* _WORK REQUIRED_
Extract the portion of the rows that begins with the line containing "Please drop a marker on every instance of the child with" and ends with the line containing "<point>106,332</point>", and reproduce those lines exactly, including both boundary lines.

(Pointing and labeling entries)
☆ ☆ ☆

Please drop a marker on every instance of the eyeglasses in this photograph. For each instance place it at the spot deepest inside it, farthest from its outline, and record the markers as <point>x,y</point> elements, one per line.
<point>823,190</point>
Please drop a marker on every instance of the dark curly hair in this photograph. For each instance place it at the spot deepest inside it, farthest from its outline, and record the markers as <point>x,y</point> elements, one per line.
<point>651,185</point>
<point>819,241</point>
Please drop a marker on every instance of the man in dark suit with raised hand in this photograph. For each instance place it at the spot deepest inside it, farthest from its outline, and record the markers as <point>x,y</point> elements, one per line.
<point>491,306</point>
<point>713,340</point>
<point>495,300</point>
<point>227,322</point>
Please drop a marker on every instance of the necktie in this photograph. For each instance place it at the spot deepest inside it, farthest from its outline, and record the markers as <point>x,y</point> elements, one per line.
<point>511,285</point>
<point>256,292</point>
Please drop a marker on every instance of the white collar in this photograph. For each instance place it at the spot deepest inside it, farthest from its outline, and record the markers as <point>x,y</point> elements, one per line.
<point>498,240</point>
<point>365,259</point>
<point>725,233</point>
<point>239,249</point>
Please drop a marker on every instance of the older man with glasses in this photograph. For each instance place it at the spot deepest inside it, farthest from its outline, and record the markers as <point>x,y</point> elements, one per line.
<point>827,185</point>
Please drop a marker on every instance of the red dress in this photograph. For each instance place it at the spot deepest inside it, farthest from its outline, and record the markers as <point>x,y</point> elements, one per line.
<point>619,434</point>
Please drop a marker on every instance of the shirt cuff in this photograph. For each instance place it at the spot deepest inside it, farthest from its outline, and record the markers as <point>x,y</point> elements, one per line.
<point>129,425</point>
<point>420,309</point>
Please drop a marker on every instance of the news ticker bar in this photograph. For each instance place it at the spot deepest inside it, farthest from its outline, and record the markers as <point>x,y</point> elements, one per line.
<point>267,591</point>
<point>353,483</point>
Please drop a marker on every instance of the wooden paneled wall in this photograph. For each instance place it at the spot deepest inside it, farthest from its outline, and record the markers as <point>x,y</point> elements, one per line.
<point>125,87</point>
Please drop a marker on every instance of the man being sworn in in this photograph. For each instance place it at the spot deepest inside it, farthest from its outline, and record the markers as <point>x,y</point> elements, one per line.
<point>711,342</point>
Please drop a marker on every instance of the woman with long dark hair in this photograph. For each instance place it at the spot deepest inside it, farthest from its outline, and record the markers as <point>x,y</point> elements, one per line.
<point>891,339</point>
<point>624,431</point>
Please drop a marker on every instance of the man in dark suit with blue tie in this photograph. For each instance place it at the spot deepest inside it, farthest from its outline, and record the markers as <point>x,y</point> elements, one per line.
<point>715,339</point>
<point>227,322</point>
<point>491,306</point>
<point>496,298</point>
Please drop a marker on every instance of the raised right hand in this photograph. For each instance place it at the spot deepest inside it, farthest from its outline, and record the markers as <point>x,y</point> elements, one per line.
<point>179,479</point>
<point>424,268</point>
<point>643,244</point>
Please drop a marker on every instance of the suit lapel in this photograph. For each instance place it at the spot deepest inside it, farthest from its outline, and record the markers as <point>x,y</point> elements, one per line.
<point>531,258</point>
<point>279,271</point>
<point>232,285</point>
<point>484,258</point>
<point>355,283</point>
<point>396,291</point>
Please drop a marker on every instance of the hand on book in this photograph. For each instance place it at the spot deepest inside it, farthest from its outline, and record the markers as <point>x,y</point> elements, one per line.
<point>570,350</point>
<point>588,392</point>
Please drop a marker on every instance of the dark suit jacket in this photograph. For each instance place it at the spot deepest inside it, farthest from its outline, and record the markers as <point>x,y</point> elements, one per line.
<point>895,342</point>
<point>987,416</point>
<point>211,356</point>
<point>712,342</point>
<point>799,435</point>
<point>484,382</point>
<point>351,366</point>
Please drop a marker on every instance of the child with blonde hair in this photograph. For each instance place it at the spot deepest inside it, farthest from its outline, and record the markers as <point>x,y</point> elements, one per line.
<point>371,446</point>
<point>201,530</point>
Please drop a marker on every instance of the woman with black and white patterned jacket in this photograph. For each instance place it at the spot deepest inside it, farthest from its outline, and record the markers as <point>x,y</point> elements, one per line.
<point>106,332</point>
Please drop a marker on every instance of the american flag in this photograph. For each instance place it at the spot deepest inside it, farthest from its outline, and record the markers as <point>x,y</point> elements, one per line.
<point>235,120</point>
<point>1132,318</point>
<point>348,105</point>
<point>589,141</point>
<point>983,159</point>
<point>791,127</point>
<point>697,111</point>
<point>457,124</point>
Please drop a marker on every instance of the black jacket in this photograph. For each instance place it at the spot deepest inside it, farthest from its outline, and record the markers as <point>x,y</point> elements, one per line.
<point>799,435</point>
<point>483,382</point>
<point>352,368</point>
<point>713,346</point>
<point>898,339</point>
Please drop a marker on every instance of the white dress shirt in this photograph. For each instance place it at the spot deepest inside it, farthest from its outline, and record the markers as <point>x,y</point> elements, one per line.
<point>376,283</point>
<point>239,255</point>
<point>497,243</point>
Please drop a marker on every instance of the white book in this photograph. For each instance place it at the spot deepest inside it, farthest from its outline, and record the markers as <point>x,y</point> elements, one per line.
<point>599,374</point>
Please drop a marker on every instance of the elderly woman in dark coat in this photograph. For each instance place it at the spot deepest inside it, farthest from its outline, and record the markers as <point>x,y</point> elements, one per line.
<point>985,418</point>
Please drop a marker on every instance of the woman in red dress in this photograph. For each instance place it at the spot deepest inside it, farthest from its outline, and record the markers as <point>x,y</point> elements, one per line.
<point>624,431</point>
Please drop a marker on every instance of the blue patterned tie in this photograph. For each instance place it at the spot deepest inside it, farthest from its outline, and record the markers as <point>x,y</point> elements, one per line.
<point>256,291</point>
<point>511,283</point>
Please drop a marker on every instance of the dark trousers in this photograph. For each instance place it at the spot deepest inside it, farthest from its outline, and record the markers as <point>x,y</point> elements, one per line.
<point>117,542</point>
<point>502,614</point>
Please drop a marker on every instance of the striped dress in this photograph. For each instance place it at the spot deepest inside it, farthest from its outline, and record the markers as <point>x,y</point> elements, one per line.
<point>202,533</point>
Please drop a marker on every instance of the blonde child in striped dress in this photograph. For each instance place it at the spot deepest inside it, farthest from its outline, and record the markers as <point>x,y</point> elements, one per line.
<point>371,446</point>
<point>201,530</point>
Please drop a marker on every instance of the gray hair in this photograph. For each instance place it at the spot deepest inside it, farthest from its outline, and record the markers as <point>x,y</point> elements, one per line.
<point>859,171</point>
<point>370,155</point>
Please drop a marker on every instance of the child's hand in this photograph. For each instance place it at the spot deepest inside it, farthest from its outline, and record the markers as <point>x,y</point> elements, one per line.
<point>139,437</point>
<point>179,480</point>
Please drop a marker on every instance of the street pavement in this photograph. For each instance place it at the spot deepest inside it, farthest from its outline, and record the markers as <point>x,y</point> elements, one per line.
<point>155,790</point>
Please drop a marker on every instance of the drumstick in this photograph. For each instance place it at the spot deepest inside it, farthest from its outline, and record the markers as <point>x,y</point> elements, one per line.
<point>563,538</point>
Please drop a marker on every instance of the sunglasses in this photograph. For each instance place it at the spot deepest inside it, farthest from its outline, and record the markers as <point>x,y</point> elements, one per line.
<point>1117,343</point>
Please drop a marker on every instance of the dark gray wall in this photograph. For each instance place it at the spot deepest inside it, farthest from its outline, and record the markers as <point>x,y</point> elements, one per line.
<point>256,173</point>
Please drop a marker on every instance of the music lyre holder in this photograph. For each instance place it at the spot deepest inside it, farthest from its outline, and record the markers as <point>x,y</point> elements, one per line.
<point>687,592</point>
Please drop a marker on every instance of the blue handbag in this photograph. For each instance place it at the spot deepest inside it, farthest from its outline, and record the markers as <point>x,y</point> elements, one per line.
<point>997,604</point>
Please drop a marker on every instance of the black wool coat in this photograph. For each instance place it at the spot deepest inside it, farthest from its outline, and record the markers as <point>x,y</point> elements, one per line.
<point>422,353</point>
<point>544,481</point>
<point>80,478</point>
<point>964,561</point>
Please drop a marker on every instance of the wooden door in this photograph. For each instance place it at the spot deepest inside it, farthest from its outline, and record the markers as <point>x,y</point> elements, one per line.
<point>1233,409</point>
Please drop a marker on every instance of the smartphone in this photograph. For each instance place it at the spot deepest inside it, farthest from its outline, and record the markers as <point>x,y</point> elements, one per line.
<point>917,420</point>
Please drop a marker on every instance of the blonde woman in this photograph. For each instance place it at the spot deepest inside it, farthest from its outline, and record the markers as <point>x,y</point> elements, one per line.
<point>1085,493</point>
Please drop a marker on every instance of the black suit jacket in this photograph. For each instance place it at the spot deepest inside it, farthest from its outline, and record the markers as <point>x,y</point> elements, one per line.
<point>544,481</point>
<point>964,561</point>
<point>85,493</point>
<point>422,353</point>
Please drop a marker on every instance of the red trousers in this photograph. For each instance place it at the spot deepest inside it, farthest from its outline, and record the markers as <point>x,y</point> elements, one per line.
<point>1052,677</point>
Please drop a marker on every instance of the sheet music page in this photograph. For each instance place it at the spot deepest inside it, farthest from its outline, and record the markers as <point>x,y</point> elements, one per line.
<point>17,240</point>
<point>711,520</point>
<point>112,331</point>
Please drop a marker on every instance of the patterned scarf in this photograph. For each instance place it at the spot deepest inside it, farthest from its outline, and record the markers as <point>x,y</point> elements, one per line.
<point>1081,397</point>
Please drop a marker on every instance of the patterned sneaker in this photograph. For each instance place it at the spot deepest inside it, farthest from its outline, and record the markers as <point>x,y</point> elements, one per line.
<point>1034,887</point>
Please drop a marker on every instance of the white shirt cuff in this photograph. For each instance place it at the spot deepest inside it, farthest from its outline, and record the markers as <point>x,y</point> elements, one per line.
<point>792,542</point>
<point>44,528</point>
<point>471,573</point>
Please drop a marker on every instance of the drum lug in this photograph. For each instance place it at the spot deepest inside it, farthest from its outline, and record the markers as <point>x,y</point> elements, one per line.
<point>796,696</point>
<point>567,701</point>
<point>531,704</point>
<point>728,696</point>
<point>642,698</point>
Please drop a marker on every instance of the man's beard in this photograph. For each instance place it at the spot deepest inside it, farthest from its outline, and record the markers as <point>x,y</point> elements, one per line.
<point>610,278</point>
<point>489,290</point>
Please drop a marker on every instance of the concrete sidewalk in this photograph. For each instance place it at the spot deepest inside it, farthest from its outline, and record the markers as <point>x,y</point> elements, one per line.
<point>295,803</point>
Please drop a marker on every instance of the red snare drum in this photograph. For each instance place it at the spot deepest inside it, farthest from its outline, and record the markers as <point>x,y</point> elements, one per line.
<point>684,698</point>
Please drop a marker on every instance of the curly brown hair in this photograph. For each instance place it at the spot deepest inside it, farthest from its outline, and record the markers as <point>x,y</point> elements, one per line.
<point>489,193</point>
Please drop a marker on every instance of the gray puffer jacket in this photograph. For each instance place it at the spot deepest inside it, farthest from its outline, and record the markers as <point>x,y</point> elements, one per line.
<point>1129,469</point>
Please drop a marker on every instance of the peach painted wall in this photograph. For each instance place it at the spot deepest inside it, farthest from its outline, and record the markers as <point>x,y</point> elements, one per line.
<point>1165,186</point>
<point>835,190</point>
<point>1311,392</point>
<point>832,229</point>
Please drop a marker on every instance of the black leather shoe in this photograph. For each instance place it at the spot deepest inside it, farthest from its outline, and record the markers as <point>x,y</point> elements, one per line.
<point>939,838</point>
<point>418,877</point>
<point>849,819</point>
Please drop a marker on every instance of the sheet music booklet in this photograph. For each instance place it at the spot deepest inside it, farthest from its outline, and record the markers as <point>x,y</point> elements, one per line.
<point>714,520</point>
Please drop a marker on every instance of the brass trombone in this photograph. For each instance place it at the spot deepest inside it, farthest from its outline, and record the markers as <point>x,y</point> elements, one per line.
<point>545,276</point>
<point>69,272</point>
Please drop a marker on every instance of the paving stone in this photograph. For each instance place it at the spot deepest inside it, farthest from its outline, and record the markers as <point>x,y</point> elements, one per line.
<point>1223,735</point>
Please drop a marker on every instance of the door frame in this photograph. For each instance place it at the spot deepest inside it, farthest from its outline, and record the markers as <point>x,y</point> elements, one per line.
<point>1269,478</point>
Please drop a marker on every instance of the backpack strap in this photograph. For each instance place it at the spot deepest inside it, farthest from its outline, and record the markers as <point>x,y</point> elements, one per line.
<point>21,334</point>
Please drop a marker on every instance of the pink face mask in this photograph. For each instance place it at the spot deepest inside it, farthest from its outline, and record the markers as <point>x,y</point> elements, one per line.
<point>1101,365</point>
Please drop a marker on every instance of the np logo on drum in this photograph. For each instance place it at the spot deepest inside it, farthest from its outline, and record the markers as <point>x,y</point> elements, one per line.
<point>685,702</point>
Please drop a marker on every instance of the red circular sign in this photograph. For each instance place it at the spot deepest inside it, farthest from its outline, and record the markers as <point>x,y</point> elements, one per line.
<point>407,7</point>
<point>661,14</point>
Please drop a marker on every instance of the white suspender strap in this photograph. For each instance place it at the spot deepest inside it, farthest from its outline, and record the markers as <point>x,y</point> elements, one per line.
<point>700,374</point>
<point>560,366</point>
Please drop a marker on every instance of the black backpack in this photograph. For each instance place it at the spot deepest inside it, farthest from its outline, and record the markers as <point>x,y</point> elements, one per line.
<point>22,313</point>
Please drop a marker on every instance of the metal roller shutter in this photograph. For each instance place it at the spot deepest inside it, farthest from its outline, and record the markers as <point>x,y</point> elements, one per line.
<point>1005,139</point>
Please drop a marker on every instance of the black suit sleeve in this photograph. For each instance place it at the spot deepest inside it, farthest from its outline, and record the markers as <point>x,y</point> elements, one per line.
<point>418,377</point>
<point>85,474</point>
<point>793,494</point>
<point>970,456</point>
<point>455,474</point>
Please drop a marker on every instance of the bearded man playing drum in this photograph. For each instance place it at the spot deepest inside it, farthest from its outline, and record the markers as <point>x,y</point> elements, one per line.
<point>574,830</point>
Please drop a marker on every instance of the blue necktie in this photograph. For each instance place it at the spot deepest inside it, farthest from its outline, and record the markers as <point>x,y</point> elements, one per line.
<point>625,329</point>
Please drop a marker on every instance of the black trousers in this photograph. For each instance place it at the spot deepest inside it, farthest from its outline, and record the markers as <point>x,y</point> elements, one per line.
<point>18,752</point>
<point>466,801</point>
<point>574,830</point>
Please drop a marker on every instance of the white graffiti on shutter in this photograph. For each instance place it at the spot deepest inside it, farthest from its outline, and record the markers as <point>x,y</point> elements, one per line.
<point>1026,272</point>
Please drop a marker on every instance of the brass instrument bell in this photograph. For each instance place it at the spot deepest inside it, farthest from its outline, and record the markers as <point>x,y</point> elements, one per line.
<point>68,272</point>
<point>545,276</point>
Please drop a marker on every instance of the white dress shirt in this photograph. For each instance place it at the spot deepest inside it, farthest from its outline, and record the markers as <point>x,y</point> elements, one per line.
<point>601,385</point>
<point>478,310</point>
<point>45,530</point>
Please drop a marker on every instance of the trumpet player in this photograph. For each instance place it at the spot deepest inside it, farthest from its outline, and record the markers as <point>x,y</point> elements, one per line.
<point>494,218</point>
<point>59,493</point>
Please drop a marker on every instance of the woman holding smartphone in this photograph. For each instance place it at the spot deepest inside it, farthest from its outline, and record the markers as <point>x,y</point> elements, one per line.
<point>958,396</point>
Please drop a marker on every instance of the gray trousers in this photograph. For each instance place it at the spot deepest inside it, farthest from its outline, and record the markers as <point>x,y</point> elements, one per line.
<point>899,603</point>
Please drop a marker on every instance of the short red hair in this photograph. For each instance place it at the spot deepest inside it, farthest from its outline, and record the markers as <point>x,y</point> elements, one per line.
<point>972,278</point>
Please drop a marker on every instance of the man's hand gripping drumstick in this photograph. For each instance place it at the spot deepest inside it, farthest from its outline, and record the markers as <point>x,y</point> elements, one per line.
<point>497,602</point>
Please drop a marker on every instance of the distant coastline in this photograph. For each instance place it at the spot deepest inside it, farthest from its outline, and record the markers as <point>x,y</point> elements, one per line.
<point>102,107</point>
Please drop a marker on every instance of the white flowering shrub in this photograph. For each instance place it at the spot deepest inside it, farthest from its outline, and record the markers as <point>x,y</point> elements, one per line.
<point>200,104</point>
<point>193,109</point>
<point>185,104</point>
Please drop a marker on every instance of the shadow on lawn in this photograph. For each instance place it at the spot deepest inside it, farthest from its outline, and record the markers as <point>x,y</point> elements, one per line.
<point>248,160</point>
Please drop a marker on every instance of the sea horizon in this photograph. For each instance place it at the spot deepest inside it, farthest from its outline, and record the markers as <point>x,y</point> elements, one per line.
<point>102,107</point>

☆ ☆ ☆

* _RESPONSE TO THE EXERCISE_
Please drop a marker on every instance of the child with blonde hair in this photograph. For each instance place it at the spot deepest inside it, farthest from its outline, and record the markers as <point>x,y</point> elements, one per line.
<point>371,446</point>
<point>201,530</point>
Please drop a marker on every instance of the woman with black and white patterned jacket in this photograph. For each instance place it at the spot deepest inside it, farthest from its outline, and record the markers as <point>x,y</point> elements, one per line.
<point>106,332</point>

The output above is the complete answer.